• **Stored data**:
:::

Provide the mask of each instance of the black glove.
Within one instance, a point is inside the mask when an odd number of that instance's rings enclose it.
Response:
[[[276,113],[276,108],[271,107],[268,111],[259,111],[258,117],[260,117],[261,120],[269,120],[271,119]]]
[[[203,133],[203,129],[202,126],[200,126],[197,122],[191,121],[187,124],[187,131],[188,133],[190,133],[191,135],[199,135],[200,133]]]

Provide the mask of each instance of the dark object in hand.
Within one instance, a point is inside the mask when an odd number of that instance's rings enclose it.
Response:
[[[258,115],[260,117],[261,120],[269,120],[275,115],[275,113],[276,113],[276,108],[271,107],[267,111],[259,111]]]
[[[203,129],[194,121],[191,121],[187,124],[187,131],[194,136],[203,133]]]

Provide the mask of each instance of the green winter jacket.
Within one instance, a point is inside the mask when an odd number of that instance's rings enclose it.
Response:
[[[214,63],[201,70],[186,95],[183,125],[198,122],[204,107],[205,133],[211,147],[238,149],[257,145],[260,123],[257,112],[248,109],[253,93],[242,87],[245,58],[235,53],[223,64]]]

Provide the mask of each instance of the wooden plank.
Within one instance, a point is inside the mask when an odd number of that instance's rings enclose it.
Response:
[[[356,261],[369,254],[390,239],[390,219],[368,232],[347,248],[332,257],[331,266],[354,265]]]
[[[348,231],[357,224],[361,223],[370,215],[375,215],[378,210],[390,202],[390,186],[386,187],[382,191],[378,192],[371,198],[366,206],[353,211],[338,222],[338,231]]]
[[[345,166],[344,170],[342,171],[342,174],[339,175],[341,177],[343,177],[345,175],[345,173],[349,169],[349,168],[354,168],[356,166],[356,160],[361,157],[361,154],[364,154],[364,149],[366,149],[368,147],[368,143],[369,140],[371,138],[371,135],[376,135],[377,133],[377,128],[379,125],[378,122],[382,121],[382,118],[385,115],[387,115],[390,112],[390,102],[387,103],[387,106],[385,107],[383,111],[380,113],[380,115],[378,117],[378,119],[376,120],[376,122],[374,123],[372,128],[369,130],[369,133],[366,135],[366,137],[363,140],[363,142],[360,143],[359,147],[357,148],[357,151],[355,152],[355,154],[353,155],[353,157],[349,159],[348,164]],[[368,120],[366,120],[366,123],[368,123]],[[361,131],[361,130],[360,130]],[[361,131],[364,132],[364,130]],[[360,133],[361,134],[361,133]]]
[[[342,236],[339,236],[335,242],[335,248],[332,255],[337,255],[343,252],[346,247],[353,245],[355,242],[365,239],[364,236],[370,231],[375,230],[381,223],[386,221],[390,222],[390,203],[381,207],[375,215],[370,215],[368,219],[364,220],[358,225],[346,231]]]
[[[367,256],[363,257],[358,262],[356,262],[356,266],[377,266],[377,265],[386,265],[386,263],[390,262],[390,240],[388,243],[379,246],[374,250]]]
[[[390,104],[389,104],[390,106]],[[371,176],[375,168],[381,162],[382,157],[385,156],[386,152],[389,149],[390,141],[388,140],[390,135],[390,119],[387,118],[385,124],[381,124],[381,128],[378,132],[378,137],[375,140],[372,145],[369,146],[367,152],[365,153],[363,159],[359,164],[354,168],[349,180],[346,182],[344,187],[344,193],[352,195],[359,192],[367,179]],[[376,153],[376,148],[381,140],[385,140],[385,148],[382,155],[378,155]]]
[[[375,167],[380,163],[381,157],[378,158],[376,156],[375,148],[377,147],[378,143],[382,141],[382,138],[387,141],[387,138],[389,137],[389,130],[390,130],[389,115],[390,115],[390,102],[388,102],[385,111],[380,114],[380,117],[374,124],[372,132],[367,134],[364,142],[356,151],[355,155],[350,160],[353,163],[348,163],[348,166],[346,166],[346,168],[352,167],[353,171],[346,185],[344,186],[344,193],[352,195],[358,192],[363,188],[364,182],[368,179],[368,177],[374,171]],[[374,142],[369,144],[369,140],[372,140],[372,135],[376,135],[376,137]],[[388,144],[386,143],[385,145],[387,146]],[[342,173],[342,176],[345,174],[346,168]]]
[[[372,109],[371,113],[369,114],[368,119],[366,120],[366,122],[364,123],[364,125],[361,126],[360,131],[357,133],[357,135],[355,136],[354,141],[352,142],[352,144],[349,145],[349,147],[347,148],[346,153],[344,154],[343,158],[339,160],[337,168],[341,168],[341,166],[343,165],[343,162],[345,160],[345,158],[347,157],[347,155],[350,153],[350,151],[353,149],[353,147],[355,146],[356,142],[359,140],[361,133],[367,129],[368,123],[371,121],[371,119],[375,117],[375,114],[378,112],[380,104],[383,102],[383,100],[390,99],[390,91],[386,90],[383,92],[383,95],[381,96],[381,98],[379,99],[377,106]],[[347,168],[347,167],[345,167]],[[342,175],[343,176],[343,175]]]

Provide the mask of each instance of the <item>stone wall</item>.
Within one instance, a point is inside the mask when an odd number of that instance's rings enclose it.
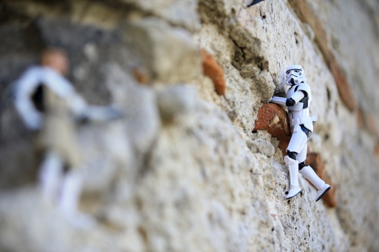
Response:
[[[379,250],[379,4],[248,1],[0,3],[0,251]],[[5,95],[47,47],[67,50],[88,102],[125,115],[78,127],[90,230],[40,199],[33,136]],[[309,160],[333,187],[324,202],[301,175],[285,200],[285,111],[264,117],[293,64],[319,118]]]

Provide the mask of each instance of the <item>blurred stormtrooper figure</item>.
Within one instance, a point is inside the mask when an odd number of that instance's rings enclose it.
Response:
[[[330,189],[330,186],[320,178],[313,170],[305,164],[308,139],[312,136],[313,124],[317,117],[309,115],[309,106],[312,101],[310,89],[306,83],[303,68],[297,65],[289,66],[286,71],[286,84],[291,87],[286,97],[273,96],[269,102],[288,107],[288,114],[292,136],[287,148],[284,162],[290,170],[290,190],[285,196],[291,199],[299,193],[298,172],[318,189],[316,201],[318,201]]]
[[[62,50],[45,50],[41,65],[27,69],[13,92],[16,109],[26,127],[35,132],[35,147],[43,155],[38,178],[42,196],[57,204],[70,222],[93,226],[94,219],[77,210],[83,169],[74,119],[107,121],[120,113],[110,106],[88,105],[76,93],[63,77],[69,63]]]

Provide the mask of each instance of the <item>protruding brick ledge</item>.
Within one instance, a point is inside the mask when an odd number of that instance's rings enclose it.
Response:
[[[288,124],[287,113],[283,108],[277,104],[269,103],[262,106],[258,111],[258,118],[253,130],[266,130],[279,140],[279,147],[283,156],[291,140],[291,131]],[[323,198],[326,204],[330,207],[337,205],[335,193],[337,187],[331,182],[330,178],[324,173],[325,165],[320,154],[310,153],[306,160],[306,163],[310,166],[317,175],[332,189]]]
[[[223,69],[213,56],[204,49],[201,50],[201,55],[204,75],[212,80],[216,93],[220,95],[224,95],[226,88]]]
[[[333,52],[329,48],[327,36],[323,28],[321,22],[313,10],[304,0],[289,0],[289,2],[299,18],[302,22],[309,24],[313,30],[315,34],[314,40],[321,51],[328,67],[334,78],[341,99],[350,110],[354,110],[356,103],[353,93]]]
[[[255,131],[265,129],[279,140],[279,147],[283,155],[290,143],[291,131],[287,112],[277,104],[269,103],[262,106],[258,111],[258,119],[255,122]]]

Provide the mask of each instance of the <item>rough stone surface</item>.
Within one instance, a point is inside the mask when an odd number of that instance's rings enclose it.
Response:
[[[0,3],[0,251],[379,250],[379,5],[248,1]],[[4,102],[47,46],[67,50],[68,78],[87,100],[124,115],[78,127],[80,208],[98,222],[89,230],[41,201],[33,134]],[[222,70],[223,95],[202,49]],[[303,193],[285,199],[286,112],[266,104],[285,93],[293,64],[319,118],[311,165],[338,188],[317,203],[301,175]]]

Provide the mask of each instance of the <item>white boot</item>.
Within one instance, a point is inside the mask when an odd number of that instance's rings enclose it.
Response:
[[[309,180],[310,183],[316,187],[318,190],[317,191],[317,196],[316,197],[316,201],[318,201],[327,192],[331,187],[327,184],[325,184],[324,180],[320,178],[316,173],[314,172],[310,166],[307,166],[303,168],[299,171],[300,174],[304,176],[305,178]]]
[[[97,222],[90,216],[78,210],[82,187],[80,174],[75,171],[69,172],[66,175],[62,186],[59,208],[67,220],[71,224],[81,228],[89,229],[94,227]]]
[[[39,187],[43,199],[52,204],[58,197],[62,183],[63,163],[59,155],[53,151],[45,154],[39,174]]]
[[[299,162],[293,159],[288,156],[284,157],[284,162],[288,165],[290,170],[290,190],[288,194],[285,197],[286,199],[291,199],[302,192],[299,187],[299,180],[297,178],[299,171]]]

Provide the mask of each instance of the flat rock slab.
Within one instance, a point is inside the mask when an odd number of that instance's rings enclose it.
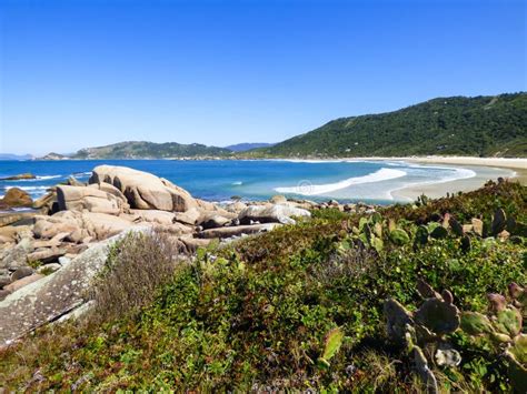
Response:
[[[37,214],[38,214],[37,211],[0,213],[0,228],[23,221],[24,219],[26,220],[33,219],[34,215]]]
[[[146,230],[137,229],[137,231]],[[86,292],[93,276],[106,262],[108,245],[125,234],[92,245],[59,271],[40,277],[1,301],[0,346],[84,303]]]
[[[212,238],[223,239],[223,238],[230,238],[230,236],[239,236],[242,234],[256,234],[264,231],[271,231],[278,225],[280,224],[266,223],[266,224],[252,224],[252,225],[233,225],[230,228],[205,230],[199,233],[199,236],[205,238],[205,239],[212,239]]]

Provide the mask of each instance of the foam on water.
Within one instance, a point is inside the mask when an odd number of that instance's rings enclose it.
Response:
[[[364,176],[348,178],[340,182],[326,183],[326,184],[310,184],[307,181],[300,182],[297,186],[292,188],[275,188],[278,193],[286,194],[301,194],[301,195],[320,195],[335,192],[337,190],[349,188],[354,184],[372,183],[396,178],[405,176],[406,172],[401,170],[386,169],[382,168],[376,172],[372,172]]]

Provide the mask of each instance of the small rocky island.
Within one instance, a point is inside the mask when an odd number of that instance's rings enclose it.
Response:
[[[0,326],[1,344],[83,305],[108,245],[128,231],[165,233],[182,256],[190,256],[215,240],[229,242],[292,224],[312,209],[374,209],[281,195],[220,206],[166,179],[110,165],[95,168],[88,184],[71,178],[34,202],[22,190],[9,189],[0,204],[33,209],[0,216],[0,313],[12,316]]]

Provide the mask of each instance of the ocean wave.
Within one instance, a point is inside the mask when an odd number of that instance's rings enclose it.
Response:
[[[456,169],[456,168],[453,168],[453,166],[431,166],[431,165],[420,165],[420,164],[416,164],[416,165],[409,165],[411,168],[422,168],[422,169],[441,169],[441,170],[451,170],[454,173],[450,174],[450,175],[446,175],[446,176],[441,176],[437,180],[432,180],[432,181],[422,181],[422,182],[415,182],[415,183],[405,183],[402,186],[398,186],[396,189],[392,189],[390,190],[388,193],[391,198],[391,200],[394,200],[394,192],[397,192],[399,190],[402,190],[402,189],[407,189],[407,188],[416,188],[416,186],[426,186],[428,184],[438,184],[438,183],[446,183],[446,182],[453,182],[453,181],[459,181],[459,180],[464,180],[464,179],[469,179],[469,178],[474,178],[477,175],[476,171],[473,171],[473,170],[469,170],[469,169]],[[405,201],[411,201],[412,199],[404,199]]]
[[[292,193],[292,194],[301,194],[301,195],[318,195],[318,194],[335,192],[340,189],[346,189],[354,184],[387,181],[387,180],[391,180],[396,178],[401,178],[405,175],[406,175],[405,171],[382,168],[368,175],[349,178],[336,183],[310,184],[309,182],[302,181],[301,184],[299,183],[297,186],[275,188],[275,191],[277,191],[278,193],[286,193],[286,194]]]

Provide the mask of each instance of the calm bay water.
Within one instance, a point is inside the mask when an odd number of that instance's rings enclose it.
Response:
[[[209,201],[238,195],[264,200],[287,194],[309,200],[394,202],[390,192],[408,185],[471,178],[474,171],[448,166],[418,165],[395,161],[0,161],[0,178],[30,172],[36,180],[0,181],[0,195],[12,186],[33,198],[70,175],[87,181],[101,164],[125,165],[151,172]]]

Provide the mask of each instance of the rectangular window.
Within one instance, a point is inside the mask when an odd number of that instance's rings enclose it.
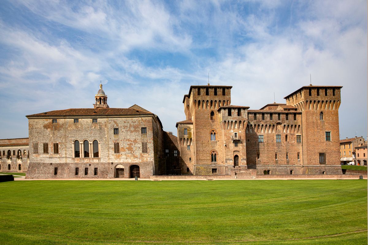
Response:
[[[119,146],[118,142],[117,143],[114,143],[114,153],[120,153],[120,147]]]
[[[319,163],[326,163],[326,157],[324,153],[319,154]]]
[[[326,131],[325,132],[326,141],[331,141],[331,132]]]
[[[49,153],[49,143],[43,143],[43,153]]]
[[[38,154],[38,143],[33,143],[33,153],[35,154]],[[4,154],[5,155],[5,154]]]
[[[59,154],[59,143],[54,143],[54,154]]]
[[[147,149],[147,142],[142,143],[142,153],[147,153],[148,151]]]

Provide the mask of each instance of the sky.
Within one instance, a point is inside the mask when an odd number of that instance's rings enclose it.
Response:
[[[302,86],[342,89],[340,138],[367,136],[367,2],[12,0],[0,6],[0,138],[26,115],[137,104],[176,134],[191,85],[258,109]]]

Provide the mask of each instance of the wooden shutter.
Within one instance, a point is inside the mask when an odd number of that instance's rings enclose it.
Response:
[[[147,142],[142,143],[142,152],[143,153],[147,153],[148,152],[147,150]]]

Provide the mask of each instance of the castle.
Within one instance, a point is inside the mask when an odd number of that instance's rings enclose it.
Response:
[[[232,105],[232,87],[191,86],[177,137],[138,105],[110,108],[101,84],[93,108],[27,116],[29,149],[12,157],[6,148],[18,146],[0,142],[0,168],[32,179],[342,174],[342,87],[304,86],[259,110]]]

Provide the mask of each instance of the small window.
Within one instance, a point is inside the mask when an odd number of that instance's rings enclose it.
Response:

:::

• **TASK GOAL**: Rewrite the records starting at the line "Provide the mask of each instance of the wooden shutter." and ending at the last line of the records, changing "castle" to "fortress" and keeping everything else as it is.

• **TASK OUTPUT**:
Provide the mask of each instance of the wooden shutter.
Within one instance, a point is inside the mask when an odd number of that instance's rings enclose it.
Response:
[[[147,142],[142,143],[142,152],[143,153],[147,153],[148,152],[147,150]]]

Provide the mask of each instance of the fortress.
Within one instance, a point is inside the mask when an odd number of that instance's rings enclose it.
Response:
[[[232,105],[232,87],[191,86],[177,137],[138,105],[110,108],[101,84],[93,108],[27,116],[29,149],[12,157],[6,148],[18,146],[0,142],[0,168],[32,179],[342,174],[342,87],[304,86],[259,110]]]

Provide the mask of each instance of the small window.
Within one instance, a point is inside the mask when an odd number of that instance's rings enclose it.
Response:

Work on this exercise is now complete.